Segment Open
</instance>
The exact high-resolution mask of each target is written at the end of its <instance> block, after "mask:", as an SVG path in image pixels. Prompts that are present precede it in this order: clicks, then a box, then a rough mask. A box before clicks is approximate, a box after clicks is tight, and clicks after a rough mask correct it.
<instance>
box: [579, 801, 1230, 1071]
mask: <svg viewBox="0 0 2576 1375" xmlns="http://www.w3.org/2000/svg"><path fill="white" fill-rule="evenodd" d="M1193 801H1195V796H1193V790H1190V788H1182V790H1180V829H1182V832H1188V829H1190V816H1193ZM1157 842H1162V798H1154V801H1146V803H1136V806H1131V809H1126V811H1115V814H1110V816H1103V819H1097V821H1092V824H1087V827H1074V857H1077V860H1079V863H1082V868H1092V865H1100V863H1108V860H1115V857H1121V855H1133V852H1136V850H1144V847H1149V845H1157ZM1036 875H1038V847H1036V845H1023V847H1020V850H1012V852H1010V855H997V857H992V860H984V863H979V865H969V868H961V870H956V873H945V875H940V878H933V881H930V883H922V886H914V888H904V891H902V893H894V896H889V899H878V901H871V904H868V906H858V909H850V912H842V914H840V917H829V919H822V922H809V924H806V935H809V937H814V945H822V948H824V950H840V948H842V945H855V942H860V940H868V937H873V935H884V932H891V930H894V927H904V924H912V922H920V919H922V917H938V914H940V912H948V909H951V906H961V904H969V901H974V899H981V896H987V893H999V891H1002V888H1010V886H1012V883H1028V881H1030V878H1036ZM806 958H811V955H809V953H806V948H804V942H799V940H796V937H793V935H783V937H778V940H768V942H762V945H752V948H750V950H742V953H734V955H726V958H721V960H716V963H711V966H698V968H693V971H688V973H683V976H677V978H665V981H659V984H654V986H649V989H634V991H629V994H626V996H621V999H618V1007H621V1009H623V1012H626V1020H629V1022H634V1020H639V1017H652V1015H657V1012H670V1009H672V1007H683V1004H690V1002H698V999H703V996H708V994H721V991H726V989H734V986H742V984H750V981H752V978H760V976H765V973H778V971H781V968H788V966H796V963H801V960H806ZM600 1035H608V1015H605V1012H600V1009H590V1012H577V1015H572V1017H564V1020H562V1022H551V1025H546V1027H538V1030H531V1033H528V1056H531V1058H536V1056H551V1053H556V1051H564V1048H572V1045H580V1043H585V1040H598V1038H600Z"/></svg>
Segment Closed
**DESCRIPTION OF THE TASK**
Return verbatim every line from the start of the records through the line containing "The exact high-resolution", including both of those lines.

**RESPONSE TO THIS EXERCISE**
</instance>
The exact high-resolution mask of each target is written at the end of its <instance> block, after "mask:", as an SVG path in image pixels. Prompts that are present precede it in this order: clicks, then a box, then a rough mask. A box before clicks is approximate, a box after clicks is tight, and clicks after a rough mask correct it.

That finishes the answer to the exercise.